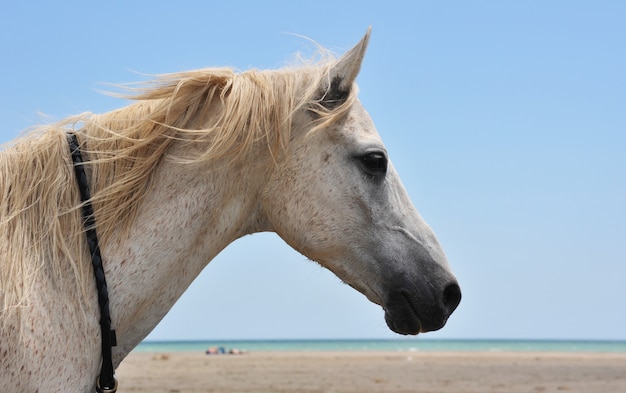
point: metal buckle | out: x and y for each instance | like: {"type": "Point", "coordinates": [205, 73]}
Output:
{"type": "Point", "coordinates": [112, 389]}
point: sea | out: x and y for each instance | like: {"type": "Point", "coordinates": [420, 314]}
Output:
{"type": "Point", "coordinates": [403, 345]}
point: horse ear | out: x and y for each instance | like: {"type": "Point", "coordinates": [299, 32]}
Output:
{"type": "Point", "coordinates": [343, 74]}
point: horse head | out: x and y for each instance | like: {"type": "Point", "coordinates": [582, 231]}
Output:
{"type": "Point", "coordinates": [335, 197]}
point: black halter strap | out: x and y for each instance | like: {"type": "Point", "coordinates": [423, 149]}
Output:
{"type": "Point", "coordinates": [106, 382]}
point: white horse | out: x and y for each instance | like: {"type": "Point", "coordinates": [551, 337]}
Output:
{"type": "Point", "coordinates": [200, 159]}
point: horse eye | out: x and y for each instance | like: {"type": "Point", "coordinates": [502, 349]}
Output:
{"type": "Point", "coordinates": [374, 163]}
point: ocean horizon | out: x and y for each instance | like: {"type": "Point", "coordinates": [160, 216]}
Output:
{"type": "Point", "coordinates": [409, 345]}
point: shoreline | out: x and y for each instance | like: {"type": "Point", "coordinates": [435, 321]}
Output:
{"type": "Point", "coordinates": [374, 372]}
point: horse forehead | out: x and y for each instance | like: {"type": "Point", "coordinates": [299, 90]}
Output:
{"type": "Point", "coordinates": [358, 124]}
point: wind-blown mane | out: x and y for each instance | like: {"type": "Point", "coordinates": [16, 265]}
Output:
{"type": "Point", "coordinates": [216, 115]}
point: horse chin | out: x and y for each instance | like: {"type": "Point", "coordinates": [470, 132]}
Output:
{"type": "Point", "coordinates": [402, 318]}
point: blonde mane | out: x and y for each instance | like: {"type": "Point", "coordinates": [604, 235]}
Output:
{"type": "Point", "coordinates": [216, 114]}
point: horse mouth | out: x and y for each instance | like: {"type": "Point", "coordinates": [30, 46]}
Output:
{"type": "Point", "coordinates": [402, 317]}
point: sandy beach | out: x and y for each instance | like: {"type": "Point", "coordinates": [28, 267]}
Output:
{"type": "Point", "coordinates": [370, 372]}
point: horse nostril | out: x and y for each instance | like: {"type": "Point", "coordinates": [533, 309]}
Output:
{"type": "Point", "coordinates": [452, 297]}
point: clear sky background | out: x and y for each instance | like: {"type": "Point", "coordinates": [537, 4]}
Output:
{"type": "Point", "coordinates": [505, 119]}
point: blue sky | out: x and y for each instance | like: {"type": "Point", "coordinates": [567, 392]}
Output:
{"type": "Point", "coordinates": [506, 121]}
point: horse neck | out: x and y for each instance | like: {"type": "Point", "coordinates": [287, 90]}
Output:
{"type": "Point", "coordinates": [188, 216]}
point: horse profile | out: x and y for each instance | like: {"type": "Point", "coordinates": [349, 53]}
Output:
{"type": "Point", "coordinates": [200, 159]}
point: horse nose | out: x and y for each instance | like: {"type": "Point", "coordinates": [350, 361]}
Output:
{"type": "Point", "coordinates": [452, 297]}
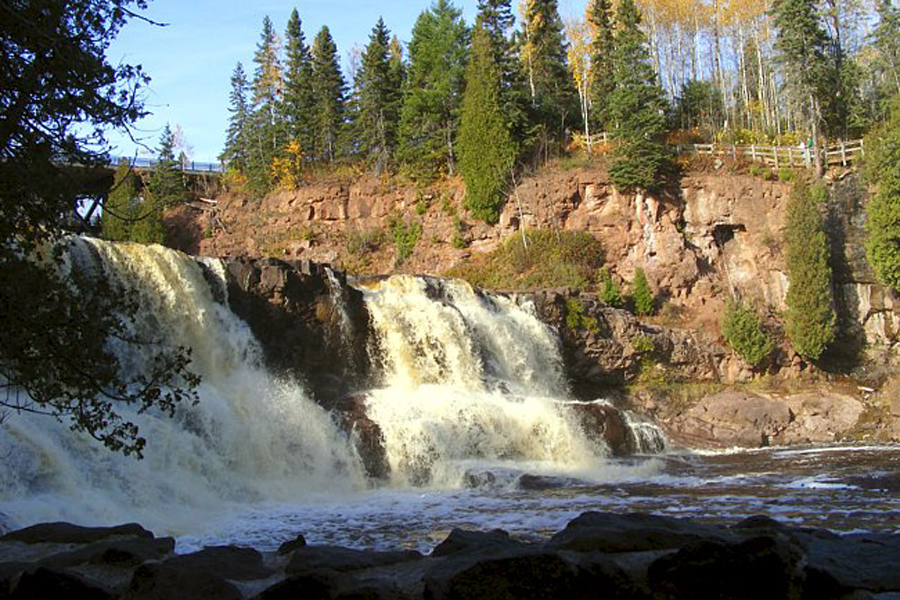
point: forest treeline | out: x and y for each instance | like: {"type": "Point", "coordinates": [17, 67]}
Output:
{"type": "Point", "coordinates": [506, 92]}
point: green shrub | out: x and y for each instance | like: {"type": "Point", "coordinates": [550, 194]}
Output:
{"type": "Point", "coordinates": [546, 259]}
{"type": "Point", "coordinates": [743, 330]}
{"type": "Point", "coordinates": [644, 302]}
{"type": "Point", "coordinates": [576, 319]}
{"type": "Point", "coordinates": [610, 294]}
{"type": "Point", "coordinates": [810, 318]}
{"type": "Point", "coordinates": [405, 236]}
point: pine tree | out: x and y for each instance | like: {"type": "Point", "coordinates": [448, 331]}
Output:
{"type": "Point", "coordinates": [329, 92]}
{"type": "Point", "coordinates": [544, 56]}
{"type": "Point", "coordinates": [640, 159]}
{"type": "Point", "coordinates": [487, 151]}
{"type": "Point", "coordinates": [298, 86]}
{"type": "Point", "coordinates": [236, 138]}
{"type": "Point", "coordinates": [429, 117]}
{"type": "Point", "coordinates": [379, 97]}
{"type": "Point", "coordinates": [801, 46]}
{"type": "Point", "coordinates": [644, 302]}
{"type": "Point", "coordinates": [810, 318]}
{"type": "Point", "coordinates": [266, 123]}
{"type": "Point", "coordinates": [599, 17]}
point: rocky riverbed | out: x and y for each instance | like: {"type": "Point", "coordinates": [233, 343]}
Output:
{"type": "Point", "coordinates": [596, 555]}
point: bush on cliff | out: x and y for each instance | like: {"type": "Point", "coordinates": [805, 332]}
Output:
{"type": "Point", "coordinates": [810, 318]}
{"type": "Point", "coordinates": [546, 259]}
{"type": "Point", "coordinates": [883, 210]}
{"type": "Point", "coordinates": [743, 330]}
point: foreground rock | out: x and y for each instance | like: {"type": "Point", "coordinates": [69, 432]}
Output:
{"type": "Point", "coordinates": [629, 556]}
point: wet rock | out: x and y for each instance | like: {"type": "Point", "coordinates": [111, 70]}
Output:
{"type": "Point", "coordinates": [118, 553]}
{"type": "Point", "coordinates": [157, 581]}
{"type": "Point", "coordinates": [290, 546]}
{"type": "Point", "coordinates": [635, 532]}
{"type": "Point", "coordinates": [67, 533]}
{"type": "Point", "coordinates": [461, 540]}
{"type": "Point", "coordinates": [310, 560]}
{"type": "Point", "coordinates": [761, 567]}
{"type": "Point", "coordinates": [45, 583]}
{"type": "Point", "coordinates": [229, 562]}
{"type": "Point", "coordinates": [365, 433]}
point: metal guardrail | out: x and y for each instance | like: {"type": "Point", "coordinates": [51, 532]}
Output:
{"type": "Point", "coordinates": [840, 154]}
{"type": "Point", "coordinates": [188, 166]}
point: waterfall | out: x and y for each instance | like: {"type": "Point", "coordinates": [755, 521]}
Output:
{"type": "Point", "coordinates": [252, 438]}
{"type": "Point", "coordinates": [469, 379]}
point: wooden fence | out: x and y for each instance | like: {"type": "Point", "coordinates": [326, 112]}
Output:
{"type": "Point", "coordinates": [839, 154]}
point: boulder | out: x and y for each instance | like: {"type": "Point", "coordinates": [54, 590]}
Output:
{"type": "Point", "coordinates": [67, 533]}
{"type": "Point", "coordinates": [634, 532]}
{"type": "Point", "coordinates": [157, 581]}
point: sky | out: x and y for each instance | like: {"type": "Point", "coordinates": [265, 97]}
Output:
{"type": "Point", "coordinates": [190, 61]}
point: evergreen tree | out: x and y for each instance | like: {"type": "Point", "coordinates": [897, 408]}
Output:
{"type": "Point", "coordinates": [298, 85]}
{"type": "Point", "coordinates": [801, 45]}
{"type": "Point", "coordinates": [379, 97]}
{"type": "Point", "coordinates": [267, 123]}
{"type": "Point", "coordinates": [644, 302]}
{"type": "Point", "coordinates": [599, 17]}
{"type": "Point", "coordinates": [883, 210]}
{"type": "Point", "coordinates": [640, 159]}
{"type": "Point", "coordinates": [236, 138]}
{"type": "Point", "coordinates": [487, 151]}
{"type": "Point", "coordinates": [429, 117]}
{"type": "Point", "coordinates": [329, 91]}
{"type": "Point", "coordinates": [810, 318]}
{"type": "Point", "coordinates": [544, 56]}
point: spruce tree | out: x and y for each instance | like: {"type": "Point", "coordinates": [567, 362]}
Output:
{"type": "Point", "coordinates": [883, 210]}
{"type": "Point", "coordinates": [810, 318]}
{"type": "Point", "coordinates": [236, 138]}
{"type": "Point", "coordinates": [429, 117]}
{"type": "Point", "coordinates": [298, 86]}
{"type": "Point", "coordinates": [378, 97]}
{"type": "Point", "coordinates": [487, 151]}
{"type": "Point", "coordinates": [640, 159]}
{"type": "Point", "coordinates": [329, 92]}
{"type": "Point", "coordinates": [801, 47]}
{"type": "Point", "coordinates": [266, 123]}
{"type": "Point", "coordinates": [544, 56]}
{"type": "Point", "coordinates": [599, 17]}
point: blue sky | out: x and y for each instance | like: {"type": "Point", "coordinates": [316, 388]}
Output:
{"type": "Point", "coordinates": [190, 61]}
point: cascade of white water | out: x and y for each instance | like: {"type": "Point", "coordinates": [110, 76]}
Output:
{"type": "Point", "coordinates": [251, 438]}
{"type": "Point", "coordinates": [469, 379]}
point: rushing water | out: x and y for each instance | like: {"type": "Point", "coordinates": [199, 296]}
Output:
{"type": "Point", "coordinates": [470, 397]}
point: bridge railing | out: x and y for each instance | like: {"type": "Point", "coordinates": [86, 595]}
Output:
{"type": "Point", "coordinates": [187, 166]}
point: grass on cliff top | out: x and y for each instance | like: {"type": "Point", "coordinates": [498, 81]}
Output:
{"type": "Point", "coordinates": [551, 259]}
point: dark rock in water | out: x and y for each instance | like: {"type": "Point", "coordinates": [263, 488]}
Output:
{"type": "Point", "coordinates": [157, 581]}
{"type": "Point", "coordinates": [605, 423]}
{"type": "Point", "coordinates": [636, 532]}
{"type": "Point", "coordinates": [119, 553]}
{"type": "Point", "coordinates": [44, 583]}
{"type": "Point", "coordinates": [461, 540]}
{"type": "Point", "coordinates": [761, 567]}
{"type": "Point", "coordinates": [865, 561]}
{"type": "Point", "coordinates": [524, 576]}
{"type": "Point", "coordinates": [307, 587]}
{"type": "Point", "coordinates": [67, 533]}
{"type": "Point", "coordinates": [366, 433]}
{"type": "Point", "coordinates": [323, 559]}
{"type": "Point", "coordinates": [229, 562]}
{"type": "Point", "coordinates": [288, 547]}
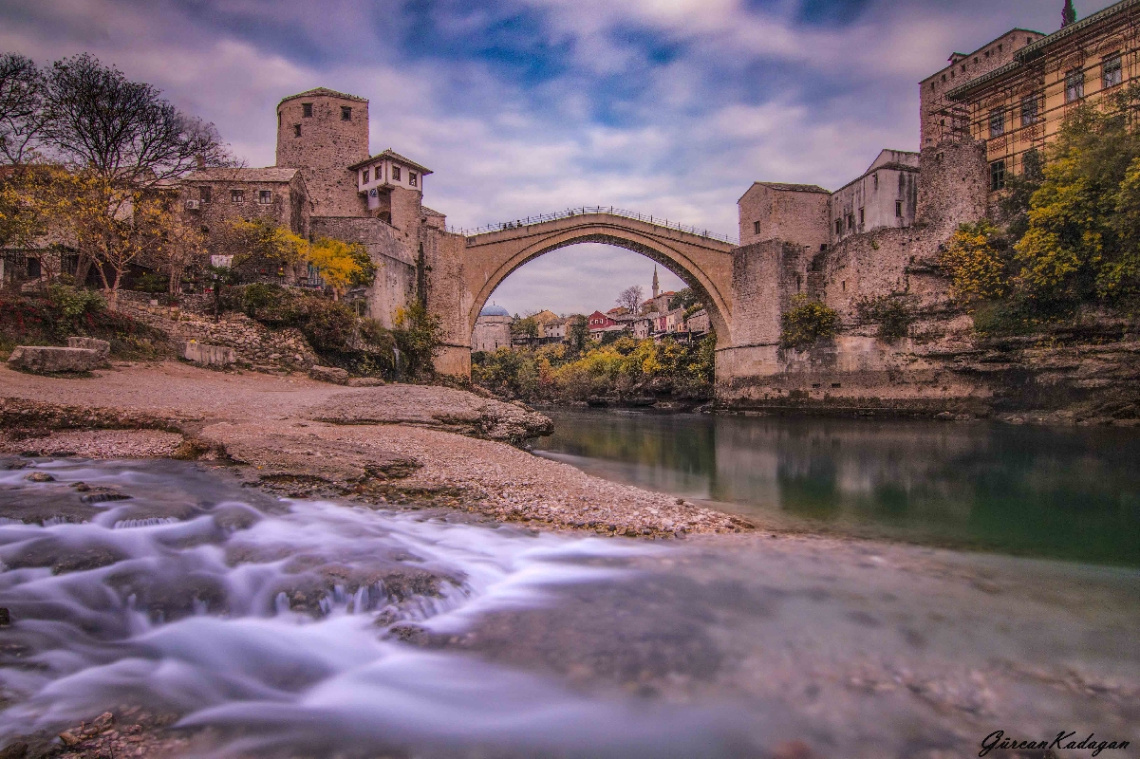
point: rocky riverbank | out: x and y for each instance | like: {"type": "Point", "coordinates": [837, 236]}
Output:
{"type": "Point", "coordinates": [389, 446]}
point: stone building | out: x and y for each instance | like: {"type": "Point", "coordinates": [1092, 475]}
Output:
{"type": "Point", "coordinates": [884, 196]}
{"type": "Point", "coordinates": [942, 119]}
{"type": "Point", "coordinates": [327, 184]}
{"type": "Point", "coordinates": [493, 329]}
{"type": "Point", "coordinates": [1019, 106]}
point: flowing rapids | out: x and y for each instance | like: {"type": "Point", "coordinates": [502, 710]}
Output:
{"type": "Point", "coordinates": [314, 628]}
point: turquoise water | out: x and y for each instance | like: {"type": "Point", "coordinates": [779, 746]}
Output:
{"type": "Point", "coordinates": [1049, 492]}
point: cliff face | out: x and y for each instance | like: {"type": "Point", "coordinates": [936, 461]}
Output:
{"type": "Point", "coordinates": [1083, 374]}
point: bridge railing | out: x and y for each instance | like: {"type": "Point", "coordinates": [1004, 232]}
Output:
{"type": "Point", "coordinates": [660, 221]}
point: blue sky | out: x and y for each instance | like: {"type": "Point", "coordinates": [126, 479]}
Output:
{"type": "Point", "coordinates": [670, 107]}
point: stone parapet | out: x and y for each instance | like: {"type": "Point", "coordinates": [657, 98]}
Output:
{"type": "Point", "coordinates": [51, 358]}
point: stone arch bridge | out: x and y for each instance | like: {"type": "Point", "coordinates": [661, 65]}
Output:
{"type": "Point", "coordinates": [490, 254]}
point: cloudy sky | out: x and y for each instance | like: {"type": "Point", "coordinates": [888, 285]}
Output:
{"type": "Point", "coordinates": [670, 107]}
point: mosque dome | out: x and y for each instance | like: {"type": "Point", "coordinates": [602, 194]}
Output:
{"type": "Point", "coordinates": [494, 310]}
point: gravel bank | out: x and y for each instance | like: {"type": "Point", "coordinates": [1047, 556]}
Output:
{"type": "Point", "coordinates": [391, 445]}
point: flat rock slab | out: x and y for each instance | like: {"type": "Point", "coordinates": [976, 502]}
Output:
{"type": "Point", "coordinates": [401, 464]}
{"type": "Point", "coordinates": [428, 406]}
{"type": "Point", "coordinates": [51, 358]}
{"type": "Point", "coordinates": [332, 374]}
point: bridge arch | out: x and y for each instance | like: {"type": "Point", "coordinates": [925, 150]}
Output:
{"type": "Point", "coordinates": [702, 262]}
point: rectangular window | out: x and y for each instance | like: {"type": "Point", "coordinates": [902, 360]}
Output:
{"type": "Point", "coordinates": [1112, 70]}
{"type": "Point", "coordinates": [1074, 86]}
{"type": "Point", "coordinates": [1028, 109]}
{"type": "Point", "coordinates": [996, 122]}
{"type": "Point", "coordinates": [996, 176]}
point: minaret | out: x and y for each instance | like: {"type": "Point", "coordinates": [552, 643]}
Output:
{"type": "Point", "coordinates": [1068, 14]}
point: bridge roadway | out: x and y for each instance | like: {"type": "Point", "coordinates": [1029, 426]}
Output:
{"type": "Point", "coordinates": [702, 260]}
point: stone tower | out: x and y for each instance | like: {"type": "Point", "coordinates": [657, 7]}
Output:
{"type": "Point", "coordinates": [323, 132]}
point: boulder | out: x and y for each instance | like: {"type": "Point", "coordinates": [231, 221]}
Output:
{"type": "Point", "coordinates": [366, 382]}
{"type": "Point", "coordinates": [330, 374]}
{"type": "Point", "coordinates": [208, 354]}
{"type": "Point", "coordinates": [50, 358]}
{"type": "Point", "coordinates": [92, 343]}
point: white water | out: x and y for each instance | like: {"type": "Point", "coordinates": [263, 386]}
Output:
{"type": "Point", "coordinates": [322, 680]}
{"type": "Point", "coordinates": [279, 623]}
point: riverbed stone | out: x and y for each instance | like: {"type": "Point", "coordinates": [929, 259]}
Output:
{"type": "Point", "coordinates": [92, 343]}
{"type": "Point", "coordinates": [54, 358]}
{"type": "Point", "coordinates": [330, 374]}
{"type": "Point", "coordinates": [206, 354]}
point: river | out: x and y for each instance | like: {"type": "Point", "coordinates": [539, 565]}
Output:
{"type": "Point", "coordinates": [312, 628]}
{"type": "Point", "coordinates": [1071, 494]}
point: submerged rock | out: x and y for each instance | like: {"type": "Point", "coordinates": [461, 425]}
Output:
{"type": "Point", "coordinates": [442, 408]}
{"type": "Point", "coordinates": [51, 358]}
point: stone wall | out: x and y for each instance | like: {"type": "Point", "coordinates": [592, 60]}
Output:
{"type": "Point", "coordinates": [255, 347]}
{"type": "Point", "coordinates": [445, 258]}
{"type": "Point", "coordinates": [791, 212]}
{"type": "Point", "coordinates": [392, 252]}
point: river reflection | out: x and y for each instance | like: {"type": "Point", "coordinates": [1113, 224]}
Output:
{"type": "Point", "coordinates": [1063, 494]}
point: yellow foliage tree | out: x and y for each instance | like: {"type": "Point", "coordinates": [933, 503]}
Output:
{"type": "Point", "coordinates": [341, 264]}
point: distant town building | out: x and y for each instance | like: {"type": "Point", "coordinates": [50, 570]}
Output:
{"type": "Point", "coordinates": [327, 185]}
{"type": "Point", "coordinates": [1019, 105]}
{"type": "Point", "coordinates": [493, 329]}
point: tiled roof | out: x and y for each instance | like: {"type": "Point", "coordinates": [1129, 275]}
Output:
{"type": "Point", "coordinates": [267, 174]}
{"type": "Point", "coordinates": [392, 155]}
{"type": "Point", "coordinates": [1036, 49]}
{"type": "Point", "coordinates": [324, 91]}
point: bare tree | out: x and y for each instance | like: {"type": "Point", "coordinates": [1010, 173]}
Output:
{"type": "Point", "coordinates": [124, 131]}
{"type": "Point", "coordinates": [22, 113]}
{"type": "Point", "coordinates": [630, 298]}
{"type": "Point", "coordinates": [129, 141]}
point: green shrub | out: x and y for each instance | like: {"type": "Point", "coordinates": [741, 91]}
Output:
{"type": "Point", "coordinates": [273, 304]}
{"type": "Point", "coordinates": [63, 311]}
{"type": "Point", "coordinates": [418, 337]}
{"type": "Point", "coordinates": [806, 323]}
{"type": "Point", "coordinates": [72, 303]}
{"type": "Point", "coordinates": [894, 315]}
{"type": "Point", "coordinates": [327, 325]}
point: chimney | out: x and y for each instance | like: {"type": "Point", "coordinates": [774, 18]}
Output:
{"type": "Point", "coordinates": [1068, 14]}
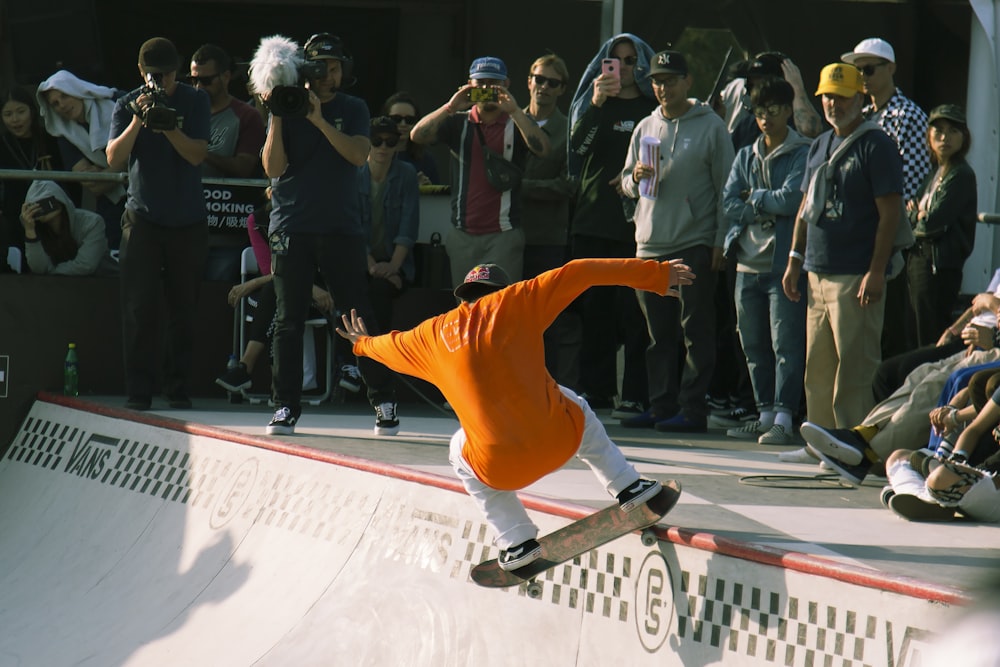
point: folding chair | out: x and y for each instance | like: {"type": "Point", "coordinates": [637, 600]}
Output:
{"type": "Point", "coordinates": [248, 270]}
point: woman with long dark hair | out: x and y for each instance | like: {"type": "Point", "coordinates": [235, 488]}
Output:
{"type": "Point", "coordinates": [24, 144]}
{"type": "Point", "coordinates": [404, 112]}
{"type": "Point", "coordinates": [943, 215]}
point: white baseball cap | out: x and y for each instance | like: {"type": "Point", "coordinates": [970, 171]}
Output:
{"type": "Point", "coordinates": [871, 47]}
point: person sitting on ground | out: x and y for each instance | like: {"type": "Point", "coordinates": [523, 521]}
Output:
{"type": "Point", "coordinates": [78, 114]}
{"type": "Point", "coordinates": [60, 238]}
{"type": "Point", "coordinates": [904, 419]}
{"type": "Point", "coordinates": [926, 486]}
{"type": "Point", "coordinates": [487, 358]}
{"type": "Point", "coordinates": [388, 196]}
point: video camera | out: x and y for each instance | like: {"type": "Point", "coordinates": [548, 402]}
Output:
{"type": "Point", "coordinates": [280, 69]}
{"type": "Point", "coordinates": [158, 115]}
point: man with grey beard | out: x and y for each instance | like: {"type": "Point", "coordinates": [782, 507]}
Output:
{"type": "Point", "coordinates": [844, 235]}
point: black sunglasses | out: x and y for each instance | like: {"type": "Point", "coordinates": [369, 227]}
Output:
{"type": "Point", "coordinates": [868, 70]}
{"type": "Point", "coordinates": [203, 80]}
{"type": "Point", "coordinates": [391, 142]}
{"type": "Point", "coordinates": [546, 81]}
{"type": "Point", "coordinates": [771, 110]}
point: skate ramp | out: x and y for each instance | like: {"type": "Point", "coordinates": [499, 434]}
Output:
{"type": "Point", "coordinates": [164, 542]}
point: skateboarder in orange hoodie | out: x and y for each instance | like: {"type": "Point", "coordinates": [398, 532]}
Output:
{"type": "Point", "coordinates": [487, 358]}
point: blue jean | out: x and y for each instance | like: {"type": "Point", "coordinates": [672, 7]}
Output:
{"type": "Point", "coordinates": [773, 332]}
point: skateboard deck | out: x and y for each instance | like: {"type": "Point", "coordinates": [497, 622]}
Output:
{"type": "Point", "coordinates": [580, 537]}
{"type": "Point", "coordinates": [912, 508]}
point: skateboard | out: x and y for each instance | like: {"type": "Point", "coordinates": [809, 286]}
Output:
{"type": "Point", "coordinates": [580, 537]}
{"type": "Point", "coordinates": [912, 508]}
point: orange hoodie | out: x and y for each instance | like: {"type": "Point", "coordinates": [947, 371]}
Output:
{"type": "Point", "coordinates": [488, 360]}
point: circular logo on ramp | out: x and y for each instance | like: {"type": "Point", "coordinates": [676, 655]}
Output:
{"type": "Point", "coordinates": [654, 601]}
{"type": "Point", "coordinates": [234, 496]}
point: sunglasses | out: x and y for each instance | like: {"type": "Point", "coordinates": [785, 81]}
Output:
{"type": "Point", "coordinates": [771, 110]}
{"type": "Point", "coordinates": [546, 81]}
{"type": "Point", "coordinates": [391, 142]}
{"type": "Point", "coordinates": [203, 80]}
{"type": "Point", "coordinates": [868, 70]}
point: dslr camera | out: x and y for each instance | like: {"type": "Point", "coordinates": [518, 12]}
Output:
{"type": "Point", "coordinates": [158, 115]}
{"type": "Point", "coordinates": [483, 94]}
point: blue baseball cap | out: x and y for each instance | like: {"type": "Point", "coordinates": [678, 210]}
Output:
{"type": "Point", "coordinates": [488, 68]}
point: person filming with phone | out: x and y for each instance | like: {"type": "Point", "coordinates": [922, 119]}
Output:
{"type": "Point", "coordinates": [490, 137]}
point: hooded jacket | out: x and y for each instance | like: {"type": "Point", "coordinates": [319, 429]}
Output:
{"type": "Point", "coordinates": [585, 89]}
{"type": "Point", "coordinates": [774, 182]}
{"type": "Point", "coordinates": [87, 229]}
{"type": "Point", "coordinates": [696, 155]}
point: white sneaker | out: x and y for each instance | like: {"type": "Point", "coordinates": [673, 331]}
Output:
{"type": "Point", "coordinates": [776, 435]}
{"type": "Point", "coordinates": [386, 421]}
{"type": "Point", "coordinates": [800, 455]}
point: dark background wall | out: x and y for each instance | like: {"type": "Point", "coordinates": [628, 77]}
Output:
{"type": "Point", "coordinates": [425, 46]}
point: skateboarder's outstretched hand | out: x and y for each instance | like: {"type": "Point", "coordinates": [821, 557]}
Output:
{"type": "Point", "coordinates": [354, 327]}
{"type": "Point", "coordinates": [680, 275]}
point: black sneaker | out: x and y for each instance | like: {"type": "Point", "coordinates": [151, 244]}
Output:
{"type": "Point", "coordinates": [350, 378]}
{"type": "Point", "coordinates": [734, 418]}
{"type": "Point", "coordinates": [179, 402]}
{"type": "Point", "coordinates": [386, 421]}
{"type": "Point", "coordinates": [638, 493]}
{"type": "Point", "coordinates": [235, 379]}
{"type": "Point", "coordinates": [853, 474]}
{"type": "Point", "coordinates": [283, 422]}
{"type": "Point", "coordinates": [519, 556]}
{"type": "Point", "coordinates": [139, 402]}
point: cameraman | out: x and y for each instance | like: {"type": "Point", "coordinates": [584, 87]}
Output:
____________
TASK INSTRUCTIONS:
Once you have identified the lines above that contain "sunglasses", copy each of them.

WRITTEN SOLUTION:
point: black sunglasses | out: x and y for each instance | like: {"type": "Point", "coordinates": [369, 227]}
point: sunglasses | out: x and y for each instance | like: {"type": "Point", "coordinates": [785, 81]}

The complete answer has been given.